**REQUISITOS DEL EJERCICIO**
A. Según el texto sobre el colapso del conocimiento, ¿por qué los modelos comerciales dejan fuera las perspectivas minoritarias? Responde en una a tres oraciones.
B. En el texto sobre el colapso del conocimiento, ¿qué medio puso nombre a este malestar?
C. Prosigue el texto sobre el colapso del conocimiento a partir de su última oración.

━━━━━ FRAGMENTO SELECCIONADO

Por Barbara Sarrionandia

En los últimos días, The Guardian ha puesto nombre a un malestar que muchos intuíamos pero que nadie había sabido formular: knowledge collapse, el colapso del conocimiento. La idea es tan sencilla como inquietante. A medida que los modelos de inteligencia artificial se entrenan con contenido generado por otras inteligencias artificiales, el ecosistema informativo se estrecha, se empobrece y termina reproduciendo su propio eco. Igual que quien busca sus llaves sólo bajo la farola porque “ahí se ve mejor”, aunque las haya perdido en otro sitio.

Según explica el reportaje, este fenómeno no es hipotético: ya hay indicios en modelos comerciales que, expuestos una y otra vez a texto artificial, empiezan a repetir fórmulas, simplificar narrativas y dejar fuera las perspectivas minoritarias. No porque alguien las censure, sino porque desaparecen de los datos de entrenamiento. Es el equivalente digital de una biblioteca cuyos libros, poco a poco, van siendo sustituidos por resúmenes de resúmenes de resúmenes.

━━━━━━━━━━
━━━━━ DATOS EN BRUTO

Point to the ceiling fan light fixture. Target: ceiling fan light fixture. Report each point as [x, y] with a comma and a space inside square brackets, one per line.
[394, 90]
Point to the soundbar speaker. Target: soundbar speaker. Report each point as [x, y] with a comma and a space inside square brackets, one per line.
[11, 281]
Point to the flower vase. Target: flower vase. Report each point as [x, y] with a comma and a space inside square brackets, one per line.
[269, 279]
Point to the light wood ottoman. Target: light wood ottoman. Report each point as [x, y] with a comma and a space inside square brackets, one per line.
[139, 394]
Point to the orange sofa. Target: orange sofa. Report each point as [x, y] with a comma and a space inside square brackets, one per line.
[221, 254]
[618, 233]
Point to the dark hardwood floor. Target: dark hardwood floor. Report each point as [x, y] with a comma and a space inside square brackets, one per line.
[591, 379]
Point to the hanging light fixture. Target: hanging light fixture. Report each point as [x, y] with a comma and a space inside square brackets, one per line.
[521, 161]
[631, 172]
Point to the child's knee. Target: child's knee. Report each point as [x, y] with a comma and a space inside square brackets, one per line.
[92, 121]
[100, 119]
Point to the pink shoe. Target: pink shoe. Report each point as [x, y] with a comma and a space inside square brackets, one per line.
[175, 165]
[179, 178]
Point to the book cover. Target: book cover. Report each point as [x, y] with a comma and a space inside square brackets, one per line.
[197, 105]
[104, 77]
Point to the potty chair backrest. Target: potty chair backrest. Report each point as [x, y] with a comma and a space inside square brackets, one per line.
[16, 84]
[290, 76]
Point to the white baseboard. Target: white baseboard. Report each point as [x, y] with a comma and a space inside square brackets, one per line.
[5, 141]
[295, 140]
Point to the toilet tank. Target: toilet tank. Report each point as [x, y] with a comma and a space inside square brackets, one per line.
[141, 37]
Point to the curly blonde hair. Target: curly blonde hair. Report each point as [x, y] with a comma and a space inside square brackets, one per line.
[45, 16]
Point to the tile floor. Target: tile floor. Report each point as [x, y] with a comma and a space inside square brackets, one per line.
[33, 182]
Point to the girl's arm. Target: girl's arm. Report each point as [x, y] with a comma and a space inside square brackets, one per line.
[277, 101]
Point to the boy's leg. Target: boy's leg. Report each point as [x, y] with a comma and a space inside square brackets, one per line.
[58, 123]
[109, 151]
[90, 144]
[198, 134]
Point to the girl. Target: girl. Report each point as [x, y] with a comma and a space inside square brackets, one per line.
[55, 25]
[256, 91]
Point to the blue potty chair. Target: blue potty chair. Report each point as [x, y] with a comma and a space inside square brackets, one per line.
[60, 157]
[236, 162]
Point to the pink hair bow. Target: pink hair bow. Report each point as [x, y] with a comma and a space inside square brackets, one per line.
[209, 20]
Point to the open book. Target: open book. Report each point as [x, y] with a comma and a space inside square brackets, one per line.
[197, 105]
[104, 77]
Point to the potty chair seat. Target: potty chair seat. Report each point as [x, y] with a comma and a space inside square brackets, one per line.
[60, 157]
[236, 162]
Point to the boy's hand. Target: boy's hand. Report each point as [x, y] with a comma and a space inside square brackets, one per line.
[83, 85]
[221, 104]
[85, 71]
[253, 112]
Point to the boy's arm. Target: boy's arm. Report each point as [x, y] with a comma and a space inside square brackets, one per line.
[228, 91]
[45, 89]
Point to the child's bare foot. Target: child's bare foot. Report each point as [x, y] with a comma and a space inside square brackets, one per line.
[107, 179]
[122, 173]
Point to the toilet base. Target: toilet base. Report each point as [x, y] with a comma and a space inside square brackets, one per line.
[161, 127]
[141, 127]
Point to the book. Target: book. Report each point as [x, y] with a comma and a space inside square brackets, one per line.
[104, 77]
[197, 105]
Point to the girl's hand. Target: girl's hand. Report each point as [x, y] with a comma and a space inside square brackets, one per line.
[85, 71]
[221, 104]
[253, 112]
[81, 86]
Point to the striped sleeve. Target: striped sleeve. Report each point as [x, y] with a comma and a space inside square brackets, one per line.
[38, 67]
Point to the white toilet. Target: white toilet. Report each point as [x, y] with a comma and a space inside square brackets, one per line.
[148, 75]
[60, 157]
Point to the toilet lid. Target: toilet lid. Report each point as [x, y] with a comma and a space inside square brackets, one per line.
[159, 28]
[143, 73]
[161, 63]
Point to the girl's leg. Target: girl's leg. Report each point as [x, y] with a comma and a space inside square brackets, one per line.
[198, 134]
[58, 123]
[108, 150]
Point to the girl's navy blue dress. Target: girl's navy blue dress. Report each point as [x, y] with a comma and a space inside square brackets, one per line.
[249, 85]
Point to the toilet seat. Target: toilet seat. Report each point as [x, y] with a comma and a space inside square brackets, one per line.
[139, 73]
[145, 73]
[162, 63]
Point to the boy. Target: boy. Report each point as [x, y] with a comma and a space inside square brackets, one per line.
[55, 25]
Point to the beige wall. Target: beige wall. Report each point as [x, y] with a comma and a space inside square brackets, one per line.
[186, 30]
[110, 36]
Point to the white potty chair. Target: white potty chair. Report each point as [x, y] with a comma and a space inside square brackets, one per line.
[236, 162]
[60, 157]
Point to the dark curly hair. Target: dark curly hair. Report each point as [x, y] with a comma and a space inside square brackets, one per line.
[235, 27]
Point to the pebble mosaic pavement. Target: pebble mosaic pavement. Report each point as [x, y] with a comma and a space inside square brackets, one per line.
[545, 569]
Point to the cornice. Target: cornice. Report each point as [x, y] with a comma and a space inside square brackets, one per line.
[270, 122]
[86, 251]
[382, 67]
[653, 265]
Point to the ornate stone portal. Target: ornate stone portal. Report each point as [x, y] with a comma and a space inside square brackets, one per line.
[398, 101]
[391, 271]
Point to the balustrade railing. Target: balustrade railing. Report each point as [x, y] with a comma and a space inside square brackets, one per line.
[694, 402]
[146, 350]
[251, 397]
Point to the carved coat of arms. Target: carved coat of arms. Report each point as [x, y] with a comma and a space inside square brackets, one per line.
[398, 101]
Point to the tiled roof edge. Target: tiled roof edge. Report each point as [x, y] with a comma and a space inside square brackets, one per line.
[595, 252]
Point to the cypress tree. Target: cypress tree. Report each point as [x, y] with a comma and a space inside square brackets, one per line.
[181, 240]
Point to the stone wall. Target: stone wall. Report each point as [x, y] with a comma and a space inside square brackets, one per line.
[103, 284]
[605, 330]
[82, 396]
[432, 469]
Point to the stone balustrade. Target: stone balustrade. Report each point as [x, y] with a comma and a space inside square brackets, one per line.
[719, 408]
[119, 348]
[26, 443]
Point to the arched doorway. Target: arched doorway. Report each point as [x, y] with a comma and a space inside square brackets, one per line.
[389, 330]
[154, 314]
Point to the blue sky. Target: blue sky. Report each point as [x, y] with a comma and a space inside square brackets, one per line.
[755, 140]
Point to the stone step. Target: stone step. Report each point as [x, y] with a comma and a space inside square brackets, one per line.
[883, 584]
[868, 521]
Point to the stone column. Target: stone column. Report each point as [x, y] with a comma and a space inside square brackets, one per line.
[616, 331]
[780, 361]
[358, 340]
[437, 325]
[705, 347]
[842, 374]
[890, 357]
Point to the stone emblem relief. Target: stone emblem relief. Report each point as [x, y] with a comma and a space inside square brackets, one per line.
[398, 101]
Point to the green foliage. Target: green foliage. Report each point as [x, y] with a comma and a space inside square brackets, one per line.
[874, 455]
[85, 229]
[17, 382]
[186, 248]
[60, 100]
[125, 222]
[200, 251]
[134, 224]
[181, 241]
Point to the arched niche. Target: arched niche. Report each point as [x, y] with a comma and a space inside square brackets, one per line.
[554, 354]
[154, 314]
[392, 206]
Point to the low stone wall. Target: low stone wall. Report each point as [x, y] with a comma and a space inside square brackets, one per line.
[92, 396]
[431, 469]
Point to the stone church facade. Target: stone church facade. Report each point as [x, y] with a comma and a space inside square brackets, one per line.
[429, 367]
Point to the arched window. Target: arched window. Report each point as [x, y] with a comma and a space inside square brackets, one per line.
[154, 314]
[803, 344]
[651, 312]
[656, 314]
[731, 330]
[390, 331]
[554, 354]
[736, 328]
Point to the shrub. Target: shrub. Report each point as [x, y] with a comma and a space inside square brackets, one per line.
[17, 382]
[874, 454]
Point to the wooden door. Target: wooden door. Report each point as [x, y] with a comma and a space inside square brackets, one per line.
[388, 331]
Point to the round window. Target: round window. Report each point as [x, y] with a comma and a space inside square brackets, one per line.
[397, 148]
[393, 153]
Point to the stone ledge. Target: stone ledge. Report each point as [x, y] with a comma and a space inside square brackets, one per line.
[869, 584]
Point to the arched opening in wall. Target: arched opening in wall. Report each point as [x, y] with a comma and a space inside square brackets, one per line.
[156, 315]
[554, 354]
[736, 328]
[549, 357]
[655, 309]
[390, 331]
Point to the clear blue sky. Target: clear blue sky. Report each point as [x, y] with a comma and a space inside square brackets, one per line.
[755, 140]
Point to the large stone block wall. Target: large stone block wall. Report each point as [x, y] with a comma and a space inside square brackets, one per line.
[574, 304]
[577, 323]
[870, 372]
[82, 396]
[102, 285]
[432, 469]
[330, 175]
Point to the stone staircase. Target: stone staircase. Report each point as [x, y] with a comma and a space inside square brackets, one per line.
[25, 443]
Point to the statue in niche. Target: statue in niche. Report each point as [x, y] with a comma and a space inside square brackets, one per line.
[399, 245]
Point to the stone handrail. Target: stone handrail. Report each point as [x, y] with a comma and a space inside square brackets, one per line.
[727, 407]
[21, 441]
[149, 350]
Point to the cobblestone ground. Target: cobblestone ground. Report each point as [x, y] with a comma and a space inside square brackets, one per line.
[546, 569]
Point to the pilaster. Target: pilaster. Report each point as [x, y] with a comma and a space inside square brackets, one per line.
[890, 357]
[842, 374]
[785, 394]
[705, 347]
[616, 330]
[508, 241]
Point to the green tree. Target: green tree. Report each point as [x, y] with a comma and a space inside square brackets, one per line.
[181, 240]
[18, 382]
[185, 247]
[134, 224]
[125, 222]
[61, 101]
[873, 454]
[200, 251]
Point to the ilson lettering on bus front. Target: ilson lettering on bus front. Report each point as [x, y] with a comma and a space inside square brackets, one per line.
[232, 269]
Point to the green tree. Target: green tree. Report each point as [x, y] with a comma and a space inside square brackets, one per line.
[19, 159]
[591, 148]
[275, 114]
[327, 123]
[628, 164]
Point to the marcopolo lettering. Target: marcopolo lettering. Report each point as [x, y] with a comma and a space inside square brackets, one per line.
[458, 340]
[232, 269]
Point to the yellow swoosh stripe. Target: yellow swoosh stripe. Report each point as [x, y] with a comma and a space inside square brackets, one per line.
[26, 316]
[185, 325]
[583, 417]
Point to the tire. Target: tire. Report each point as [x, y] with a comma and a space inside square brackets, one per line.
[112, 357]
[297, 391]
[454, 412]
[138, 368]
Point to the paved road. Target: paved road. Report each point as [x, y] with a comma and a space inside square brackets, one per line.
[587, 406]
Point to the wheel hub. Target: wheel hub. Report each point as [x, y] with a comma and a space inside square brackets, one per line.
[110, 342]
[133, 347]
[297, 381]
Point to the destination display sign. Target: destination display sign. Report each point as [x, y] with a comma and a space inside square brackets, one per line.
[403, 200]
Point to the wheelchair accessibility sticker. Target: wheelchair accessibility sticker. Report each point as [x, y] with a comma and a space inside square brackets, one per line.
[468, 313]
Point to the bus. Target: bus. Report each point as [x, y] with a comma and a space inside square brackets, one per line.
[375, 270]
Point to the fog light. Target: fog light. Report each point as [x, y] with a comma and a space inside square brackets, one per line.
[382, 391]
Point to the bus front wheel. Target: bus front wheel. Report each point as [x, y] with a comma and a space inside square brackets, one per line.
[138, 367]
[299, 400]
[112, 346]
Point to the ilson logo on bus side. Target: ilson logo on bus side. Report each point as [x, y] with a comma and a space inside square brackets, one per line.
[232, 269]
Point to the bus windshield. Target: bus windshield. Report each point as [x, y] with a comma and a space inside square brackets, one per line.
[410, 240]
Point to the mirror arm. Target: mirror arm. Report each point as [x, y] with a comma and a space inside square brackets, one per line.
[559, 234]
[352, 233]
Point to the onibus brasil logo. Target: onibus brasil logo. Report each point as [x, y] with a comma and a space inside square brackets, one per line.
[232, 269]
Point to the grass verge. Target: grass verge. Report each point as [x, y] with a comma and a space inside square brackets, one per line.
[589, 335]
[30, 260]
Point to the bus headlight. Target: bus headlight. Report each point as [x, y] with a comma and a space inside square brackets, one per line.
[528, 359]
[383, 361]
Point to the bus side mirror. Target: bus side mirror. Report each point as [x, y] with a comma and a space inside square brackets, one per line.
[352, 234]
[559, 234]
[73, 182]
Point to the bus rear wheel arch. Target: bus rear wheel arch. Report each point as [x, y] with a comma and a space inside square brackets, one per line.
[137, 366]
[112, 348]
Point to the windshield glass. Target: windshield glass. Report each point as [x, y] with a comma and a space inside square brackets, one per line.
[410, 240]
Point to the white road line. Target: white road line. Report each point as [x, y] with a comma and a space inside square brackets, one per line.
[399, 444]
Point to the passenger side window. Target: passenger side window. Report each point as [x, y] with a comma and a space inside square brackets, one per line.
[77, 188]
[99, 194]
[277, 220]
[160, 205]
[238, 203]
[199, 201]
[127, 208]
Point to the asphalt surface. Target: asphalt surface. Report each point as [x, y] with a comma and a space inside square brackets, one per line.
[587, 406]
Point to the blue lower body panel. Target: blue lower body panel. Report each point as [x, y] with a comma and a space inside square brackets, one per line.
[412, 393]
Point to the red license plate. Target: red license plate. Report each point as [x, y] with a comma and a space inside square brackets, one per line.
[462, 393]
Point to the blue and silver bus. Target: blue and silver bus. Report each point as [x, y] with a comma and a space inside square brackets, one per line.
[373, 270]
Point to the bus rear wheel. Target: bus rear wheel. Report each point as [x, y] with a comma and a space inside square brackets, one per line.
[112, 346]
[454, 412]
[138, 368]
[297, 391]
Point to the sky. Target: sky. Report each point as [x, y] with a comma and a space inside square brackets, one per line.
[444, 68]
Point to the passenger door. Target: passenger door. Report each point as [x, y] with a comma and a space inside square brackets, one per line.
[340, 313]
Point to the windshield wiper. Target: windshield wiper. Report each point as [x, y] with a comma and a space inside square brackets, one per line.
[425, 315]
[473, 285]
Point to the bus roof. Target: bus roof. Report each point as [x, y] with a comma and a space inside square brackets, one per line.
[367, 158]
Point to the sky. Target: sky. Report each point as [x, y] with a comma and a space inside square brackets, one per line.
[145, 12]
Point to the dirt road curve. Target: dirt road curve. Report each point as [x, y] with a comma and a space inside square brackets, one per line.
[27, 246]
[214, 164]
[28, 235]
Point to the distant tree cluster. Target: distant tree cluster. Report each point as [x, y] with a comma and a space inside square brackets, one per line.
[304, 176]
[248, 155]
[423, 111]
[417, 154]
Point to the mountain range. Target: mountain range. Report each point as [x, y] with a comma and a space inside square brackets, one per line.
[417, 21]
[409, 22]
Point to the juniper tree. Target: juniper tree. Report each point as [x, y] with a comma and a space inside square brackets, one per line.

━━━━━━━━━━

**RESULTADOS EN ORDEN**
A. Los modelos dejan fuera las perspectivas minoritarias porque estas desaparecen de los datos de entrenamiento, no porque alguien las censure. Esto ocurre cuando los modelos se exponen una y otra vez a texto artificial.

B. The Guardian.

C.
Lo preocupante no es solo la degradación técnica —que ya es seria—, sino la cultural. Si los modelos de IA amplifican lo más repetido y silencian lo más raro, la diversidad de ideas se erosiona. Lo matizado se vuelve ruido. Lo marginal se vuelve invisible. Y en un mundo en el que cada vez más información se genera, filtra y distribuye mediante IA, eso equivale a reducir la pluralidad del debate público sin que nadie lo decida explícitamente.

La comparación más evidente es la de las redes sociales y sus algoritmos: ya vivimos una década de feeds donde sólo sobrevivía lo viral, lo polémico o lo emocionalmente intenso. La diferencia ahora es que el filtro no afecta a lo que vemos, sino a lo que —en sentido profundo— sabremos mañana. Porque una IA que se entrena sobre datos empobrecidos termina, inevitablemente, empobreciéndonos a nosotros.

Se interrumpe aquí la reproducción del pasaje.